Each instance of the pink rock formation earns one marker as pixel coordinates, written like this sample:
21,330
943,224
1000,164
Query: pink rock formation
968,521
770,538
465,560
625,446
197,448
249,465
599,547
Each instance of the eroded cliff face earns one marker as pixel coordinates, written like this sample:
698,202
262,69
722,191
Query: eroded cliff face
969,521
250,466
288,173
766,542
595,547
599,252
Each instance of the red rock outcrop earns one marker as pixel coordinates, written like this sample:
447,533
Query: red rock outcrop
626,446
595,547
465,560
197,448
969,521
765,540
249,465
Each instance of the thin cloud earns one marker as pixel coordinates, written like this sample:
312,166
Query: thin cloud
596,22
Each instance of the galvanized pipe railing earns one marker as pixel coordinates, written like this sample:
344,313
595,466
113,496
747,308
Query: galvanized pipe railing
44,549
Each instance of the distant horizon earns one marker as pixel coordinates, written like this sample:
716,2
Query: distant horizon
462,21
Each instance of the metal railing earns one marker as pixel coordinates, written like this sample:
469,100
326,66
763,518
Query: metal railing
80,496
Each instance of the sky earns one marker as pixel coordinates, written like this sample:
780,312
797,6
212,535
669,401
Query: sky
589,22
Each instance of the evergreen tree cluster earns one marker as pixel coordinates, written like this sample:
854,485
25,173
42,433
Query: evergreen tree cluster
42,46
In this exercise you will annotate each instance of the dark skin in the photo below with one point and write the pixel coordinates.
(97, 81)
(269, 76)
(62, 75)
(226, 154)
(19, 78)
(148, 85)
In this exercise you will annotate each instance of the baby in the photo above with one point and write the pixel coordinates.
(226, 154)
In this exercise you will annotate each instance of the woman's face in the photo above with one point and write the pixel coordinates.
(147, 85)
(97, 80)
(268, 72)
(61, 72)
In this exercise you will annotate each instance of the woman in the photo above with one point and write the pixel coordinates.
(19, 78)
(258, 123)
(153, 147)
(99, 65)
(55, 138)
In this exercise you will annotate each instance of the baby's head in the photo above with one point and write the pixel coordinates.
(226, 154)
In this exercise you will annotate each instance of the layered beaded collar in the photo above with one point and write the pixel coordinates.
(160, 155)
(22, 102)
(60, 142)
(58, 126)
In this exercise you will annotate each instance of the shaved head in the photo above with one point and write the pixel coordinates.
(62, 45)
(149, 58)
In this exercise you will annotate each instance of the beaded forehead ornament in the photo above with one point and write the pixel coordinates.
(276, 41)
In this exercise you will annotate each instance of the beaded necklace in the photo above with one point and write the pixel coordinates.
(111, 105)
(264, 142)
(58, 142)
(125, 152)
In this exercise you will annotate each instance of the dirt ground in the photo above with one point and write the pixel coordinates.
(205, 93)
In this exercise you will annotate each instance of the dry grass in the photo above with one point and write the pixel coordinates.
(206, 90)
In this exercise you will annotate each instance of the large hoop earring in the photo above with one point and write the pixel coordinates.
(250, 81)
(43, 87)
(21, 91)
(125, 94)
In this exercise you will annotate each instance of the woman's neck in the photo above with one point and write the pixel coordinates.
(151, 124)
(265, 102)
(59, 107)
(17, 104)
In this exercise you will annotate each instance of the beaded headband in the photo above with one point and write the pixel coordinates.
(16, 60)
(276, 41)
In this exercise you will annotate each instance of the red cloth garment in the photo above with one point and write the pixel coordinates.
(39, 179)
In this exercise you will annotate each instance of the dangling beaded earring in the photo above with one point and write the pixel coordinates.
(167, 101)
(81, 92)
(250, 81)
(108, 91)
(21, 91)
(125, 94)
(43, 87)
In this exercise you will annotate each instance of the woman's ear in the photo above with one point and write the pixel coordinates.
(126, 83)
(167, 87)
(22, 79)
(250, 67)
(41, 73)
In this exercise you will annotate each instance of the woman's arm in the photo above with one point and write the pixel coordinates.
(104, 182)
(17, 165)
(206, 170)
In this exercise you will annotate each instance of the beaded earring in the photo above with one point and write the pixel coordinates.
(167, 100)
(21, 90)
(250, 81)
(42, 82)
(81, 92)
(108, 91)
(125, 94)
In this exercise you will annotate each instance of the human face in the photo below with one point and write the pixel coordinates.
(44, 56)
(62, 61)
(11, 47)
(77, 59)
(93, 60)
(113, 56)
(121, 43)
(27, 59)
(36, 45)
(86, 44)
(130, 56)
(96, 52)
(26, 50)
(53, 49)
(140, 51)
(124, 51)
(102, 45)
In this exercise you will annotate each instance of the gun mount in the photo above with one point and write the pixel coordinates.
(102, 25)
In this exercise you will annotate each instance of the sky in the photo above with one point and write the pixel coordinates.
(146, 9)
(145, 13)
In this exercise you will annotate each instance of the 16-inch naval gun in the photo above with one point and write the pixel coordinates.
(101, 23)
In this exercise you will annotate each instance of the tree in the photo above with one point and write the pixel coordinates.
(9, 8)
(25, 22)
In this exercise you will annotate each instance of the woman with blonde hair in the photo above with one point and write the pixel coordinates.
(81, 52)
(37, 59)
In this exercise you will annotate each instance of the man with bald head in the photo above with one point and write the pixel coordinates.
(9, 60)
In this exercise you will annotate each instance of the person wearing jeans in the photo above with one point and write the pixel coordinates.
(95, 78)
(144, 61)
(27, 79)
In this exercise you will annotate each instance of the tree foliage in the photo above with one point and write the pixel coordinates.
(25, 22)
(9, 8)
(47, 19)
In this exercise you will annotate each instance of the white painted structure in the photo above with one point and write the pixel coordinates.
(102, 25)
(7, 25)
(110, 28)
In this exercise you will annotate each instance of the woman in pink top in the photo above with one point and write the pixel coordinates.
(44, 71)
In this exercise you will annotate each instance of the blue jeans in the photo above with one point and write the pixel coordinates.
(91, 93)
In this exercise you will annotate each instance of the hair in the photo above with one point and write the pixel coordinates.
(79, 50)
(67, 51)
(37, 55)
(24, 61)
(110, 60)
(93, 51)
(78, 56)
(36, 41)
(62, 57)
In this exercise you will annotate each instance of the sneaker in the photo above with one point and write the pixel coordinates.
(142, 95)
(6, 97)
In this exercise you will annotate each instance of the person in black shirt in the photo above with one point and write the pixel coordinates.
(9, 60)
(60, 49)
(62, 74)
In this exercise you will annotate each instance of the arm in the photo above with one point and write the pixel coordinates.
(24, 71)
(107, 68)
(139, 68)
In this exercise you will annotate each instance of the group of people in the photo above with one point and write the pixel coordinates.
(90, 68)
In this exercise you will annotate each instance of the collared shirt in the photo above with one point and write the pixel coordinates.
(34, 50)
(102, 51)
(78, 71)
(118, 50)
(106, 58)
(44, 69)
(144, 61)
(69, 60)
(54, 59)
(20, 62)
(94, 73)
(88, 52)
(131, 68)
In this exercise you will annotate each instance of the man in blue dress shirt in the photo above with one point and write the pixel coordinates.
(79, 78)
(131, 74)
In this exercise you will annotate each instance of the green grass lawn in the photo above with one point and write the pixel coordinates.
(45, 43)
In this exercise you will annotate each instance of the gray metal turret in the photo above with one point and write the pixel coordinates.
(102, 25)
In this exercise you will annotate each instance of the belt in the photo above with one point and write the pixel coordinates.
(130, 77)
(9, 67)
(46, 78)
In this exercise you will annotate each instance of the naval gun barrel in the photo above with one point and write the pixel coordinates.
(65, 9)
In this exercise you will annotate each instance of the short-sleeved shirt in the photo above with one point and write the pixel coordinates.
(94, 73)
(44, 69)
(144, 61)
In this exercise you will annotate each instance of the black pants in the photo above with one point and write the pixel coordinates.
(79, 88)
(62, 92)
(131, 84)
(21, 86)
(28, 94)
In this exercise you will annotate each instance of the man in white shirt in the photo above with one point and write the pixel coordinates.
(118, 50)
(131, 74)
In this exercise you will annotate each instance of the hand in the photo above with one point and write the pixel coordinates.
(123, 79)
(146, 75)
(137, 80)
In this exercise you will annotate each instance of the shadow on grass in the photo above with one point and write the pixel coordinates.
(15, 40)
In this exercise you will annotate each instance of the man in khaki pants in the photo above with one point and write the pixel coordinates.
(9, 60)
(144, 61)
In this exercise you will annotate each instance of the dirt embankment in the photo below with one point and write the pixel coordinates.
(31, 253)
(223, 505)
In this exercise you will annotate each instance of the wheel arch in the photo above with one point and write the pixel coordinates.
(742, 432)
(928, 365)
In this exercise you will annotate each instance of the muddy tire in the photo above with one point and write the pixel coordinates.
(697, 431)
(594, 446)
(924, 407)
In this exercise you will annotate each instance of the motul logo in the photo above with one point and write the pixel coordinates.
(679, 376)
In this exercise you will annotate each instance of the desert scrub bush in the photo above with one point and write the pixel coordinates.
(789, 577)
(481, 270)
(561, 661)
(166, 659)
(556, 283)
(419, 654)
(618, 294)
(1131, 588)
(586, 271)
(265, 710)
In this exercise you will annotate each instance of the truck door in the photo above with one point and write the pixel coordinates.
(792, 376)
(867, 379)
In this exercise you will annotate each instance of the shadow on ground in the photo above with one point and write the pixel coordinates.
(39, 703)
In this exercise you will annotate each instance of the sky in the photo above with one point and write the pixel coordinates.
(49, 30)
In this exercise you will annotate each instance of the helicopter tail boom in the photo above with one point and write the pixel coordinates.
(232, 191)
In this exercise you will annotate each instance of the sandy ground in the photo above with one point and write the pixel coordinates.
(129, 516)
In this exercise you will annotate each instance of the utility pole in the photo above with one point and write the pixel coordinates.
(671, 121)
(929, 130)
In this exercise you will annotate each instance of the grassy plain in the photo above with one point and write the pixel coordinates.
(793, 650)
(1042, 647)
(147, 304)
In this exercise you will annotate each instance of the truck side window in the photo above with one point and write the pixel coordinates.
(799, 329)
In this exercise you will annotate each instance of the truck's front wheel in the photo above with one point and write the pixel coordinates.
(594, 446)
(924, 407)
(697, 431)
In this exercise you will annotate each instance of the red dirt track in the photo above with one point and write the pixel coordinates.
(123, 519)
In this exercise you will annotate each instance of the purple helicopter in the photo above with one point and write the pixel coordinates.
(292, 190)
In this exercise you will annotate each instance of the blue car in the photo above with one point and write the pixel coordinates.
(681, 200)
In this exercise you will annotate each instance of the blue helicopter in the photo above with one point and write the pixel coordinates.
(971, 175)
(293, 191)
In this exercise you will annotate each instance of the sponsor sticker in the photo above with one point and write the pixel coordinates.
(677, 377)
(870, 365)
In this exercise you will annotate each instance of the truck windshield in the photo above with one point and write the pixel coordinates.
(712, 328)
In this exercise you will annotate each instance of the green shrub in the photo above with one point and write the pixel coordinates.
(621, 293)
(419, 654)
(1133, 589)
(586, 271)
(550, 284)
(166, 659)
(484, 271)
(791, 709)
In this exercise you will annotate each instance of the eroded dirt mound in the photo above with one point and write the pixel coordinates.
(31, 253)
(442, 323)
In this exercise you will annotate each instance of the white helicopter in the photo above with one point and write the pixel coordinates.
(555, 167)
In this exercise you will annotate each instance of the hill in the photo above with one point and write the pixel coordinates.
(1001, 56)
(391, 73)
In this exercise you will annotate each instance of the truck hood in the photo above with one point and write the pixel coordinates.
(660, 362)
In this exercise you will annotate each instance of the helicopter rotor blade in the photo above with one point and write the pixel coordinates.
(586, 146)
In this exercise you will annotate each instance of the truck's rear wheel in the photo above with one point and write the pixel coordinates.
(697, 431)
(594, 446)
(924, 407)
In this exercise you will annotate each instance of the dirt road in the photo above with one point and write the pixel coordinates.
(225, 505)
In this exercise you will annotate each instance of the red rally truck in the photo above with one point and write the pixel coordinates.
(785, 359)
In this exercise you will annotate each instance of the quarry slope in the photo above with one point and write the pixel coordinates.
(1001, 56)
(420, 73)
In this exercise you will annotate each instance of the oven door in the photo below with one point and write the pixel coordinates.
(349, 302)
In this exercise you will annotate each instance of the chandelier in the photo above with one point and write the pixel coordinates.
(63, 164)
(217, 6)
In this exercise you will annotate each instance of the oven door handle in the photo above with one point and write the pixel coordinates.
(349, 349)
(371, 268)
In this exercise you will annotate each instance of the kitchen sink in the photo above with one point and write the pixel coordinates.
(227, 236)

-=-=-

Task brief:
Search the lines above for the string "like" and copy each line that has it.

Solution to this problem:
Each instance of the pink rock formation earns one marker as pixel coordinates, written like this sample:
Each instance of the eroded cliff face earns one marker as pixel coordinates, written like this sample:
Each instance of the red rock outcrop earns one marker as pixel coordinates, written like this sample:
Each instance of the thin cloud earns one marker as pixel coordinates, written like this sample:
Each instance of the galvanized pipe railing earns one marker as pixel coordinates, written like this sample:
Each instance of the distant horizon earns one marker as pixel coordinates, written like this sample:
Each instance of the metal railing earns one marker as pixel coordinates, written like this sample:
Each instance of the sky earns one marker as pixel coordinates, written like this sample:
Each instance of the evergreen tree cluster earns one marker as pixel coordinates, written like this sample:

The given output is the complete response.